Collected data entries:
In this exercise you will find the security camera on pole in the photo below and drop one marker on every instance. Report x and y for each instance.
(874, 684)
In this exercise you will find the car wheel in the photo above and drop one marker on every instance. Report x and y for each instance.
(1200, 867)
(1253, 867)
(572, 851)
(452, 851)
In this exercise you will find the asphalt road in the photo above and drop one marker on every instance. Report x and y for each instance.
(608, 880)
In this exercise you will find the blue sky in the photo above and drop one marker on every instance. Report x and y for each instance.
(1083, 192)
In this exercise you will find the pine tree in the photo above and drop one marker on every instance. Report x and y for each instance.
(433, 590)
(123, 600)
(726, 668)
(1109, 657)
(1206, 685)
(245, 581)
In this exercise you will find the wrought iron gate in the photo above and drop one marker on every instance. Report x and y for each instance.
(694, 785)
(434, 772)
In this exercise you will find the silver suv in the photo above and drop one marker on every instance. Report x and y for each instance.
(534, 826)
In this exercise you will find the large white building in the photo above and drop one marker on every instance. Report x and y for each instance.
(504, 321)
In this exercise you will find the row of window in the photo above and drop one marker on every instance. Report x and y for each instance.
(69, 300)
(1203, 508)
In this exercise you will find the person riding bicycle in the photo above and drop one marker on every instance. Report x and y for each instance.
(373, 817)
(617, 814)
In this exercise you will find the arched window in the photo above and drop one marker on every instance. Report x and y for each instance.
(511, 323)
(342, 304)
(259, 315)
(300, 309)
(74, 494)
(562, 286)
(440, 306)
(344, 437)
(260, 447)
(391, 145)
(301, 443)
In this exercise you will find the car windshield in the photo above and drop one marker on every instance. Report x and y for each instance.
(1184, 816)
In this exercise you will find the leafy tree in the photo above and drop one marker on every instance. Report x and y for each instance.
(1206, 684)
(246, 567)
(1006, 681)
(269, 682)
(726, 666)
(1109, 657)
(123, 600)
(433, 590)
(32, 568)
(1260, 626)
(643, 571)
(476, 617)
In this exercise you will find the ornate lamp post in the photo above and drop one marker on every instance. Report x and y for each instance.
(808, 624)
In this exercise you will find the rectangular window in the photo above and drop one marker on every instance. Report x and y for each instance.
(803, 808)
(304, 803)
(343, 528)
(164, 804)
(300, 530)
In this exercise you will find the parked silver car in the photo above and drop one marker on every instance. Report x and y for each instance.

What is needed: Present the material as a Markdown table with the columns No. and Line, starting with the line that contains "In this exercise you will find the leafy" and going on through the end of the material. Number each line in order and leave out blank lines.

Complete answer:
| No. | Line |
|---|---|
| 1 | In this exercise you will find the leafy tree in the photo above and drop one marker on every instance. Report x and y for each instance. |
| 2 | (1206, 684) |
| 3 | (246, 567) |
| 4 | (1006, 681) |
| 5 | (269, 682) |
| 6 | (726, 666) |
| 7 | (1109, 657) |
| 8 | (123, 600) |
| 9 | (433, 590) |
| 10 | (32, 568) |
| 11 | (1260, 626) |
| 12 | (643, 571) |
| 13 | (476, 617) |
| 14 | In this exercise you will find the ornate lamp post in the photo above and drop one marker on every instance. Report x and y for each instance. |
| 15 | (808, 624) |
| 16 | In this exercise you will find the rectangular window in the photo above and drop one marker on every instance. Report x and y for each instance. |
| 17 | (803, 808) |
| 18 | (304, 803) |
| 19 | (343, 528) |
| 20 | (164, 804) |
| 21 | (300, 530) |
| 22 | In this exercise you will find the parked silver car in the photo above and drop one marker on every instance. Report x and y for each instance. |